▸ **Instruction A**: According to the school safety article below, how much less favorably did students perceive school safety than parents did?

▸ **Text to read**:

------------------------------------------------------------

How Do Students and Parents Perceive School Safety?

Jack McDermott
Jack McDermott
How Do Students and Parents Perceive School Safety?

SHARE

SHARE

In recent years, bullying and violence have been at the forefront of media coverage on school safety. Yet for the vast majority of our nation’s schools, the learning environment is likely very safe. Creating safe schools is becoming especially important, as a growing body of research underscores that students learn better when they feel safe.

How safe are our schools?

We decided to put this question to the test. At Panorama, our platform supports thousands of schools through data analytics and feedback surveys. Many of these surveys focus on key topics of school climate like safety. With tens of thousands of data points, we can gain a broader and more quantitative view on the perceptions of our school’s stakeholders.

For our analysis, we chose to look at perceptions of school safety between parents and students. In doing so, one might expect to find that parents would respond to survey questions about school safety less favorably than students since parents engage with more media than their children.

After analyzing 59,000+ surveys, here’s what we found:

Through statistical analysis of survey data in 117 schools nationwide, students perceived school safety 9% less favorably than parents. This figure indicates a gap between how students feel about safety in their schools, and how parents feel about safety in these same schools. This trend continues across 62% of the schools in our study, which represent a mixed socio-economic, geographic, and racial composition from both urban and suburban communities.
 

What percentage of parents and students respond favorably to survey items on school safety?

school-safety-graph

If students perceive school as less safe than parents, then how do individual students compare with one another? We might expect to see differences in perceptions between female and male students. However, based on our analysis girls and boys viewed school safety virtually the same (88.3% and 88.2% favorable, respectively) in those schools where gender-specific data exists. Interestingly, where a statistically valid disparity exists between genders, male students felt school was less safe than female students.

------------------------------------------------------------

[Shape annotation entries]
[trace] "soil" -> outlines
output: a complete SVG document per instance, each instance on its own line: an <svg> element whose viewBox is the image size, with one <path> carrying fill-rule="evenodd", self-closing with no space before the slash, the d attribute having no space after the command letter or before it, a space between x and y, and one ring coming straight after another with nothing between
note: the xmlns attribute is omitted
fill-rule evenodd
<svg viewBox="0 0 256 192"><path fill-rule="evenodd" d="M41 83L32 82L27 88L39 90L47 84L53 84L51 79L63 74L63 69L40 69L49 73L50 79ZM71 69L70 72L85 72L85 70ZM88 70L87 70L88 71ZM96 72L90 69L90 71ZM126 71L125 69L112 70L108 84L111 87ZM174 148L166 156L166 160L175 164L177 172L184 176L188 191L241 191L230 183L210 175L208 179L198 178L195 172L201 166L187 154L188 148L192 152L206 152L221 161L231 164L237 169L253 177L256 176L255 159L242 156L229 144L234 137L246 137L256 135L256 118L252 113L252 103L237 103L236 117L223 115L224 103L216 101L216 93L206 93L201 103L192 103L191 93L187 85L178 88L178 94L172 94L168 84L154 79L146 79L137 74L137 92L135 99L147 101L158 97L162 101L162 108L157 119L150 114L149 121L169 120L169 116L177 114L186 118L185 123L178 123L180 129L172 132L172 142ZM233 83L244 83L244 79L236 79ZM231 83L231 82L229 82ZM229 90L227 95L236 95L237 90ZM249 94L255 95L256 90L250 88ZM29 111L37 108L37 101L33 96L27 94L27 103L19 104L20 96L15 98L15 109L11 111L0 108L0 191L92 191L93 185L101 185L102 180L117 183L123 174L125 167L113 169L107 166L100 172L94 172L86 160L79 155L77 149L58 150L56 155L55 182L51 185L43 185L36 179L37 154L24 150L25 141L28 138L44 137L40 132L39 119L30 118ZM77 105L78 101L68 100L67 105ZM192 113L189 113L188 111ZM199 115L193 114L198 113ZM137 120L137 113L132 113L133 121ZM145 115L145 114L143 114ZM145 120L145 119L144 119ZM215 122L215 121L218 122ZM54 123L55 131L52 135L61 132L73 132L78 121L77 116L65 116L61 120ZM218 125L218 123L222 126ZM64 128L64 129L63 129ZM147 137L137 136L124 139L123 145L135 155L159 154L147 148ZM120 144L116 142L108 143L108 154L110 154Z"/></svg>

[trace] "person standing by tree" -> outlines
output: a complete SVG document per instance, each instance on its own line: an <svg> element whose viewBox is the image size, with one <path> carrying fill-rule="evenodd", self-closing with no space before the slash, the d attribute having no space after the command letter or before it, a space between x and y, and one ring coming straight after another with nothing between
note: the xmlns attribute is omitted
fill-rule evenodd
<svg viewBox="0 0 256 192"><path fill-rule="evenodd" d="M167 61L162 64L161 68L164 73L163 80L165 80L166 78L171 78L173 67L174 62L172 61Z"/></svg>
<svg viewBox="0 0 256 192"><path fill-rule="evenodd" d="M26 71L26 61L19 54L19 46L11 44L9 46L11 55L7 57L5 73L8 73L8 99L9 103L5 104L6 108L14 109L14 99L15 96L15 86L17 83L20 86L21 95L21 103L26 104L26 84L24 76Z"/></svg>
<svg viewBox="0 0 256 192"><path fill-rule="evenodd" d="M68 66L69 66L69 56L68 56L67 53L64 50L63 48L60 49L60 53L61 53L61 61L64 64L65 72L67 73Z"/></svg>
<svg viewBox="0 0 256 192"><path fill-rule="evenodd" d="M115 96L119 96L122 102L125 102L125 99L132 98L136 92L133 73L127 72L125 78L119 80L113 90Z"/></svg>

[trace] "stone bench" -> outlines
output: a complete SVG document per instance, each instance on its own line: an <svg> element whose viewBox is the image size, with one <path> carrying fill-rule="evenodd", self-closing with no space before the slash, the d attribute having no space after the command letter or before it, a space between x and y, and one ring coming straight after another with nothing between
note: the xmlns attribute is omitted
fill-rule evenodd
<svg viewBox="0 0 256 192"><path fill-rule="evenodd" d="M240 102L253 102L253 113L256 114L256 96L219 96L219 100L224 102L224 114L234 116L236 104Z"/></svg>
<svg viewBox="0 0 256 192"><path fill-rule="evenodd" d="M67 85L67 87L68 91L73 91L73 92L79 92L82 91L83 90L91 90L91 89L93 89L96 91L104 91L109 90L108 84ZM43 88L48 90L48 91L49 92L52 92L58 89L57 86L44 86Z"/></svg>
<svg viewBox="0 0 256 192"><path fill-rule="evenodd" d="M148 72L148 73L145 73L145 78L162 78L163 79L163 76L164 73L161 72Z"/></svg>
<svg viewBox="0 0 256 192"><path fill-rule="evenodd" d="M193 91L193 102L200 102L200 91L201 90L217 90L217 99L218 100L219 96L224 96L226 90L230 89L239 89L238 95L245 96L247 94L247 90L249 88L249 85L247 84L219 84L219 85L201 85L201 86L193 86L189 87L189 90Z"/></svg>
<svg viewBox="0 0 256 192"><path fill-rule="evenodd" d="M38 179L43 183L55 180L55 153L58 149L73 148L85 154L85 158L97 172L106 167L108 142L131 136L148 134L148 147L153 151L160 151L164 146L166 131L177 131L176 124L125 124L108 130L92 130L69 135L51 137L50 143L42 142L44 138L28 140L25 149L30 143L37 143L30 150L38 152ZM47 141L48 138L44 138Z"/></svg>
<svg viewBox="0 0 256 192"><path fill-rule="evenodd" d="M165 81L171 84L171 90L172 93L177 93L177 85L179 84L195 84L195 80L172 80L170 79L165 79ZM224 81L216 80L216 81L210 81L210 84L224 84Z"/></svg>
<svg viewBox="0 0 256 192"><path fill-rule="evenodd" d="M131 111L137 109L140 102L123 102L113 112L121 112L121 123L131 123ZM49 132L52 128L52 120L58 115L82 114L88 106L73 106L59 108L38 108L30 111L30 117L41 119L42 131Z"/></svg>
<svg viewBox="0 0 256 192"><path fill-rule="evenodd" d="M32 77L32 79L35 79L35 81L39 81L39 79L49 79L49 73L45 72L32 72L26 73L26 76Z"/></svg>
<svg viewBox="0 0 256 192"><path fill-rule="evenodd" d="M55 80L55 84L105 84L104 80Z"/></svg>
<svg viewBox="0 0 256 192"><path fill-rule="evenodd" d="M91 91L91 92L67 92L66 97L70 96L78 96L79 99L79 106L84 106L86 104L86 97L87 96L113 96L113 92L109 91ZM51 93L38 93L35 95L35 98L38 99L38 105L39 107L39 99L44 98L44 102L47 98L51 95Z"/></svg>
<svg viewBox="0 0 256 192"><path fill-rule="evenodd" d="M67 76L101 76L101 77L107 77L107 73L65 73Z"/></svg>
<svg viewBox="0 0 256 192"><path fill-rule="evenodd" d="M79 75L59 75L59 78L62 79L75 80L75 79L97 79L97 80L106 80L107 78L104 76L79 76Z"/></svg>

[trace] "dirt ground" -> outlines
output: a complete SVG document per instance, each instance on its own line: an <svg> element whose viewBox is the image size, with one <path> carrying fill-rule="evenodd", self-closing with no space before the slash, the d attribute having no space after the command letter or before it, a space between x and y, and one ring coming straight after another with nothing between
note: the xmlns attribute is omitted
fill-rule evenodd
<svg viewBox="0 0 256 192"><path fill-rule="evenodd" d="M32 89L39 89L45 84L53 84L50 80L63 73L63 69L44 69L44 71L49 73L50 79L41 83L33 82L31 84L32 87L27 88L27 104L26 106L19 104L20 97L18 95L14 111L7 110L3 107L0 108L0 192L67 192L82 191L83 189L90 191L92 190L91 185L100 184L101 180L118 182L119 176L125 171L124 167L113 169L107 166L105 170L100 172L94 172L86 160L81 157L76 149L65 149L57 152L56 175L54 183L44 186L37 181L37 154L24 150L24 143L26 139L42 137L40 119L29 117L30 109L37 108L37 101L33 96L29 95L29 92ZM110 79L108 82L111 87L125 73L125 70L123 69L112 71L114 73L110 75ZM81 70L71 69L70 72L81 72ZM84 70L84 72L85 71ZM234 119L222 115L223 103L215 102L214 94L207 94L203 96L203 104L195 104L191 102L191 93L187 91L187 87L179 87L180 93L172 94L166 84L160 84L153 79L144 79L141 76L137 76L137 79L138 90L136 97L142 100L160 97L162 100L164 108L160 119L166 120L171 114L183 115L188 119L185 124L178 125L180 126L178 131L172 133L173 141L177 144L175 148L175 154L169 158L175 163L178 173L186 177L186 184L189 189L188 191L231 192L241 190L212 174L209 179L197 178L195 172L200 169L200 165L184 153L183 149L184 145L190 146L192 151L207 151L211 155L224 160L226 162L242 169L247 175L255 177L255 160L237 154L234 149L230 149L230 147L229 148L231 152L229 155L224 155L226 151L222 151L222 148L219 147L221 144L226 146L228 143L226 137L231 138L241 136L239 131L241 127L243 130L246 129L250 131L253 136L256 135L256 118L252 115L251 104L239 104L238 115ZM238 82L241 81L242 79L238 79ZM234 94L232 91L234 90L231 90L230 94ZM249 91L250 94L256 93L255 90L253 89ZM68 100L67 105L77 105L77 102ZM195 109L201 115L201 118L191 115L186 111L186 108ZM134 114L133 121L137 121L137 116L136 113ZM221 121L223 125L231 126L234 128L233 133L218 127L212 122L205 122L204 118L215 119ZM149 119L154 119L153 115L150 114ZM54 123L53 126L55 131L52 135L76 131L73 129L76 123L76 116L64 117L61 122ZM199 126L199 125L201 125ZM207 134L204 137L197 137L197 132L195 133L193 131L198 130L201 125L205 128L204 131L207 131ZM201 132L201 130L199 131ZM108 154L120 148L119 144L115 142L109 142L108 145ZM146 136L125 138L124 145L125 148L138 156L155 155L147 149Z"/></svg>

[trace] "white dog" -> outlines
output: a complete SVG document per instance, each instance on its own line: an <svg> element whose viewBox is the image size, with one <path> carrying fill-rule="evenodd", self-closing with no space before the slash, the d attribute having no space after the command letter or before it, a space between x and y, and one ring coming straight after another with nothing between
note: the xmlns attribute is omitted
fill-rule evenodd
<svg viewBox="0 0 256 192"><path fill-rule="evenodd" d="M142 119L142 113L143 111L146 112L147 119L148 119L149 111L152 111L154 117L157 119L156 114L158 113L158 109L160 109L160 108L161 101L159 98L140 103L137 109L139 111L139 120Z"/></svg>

------------------------------------------------------------

▸ **Instruction B**: Extract each line of the entries above that contains the string "outlines".

▸ **Final result A**: Students perceived school safety 9% less favorably than parents.

▸ **Final result B**:
[trace] "soil" -> outlines
[trace] "person standing by tree" -> outlines
[trace] "stone bench" -> outlines
[trace] "dirt ground" -> outlines
[trace] "white dog" -> outlines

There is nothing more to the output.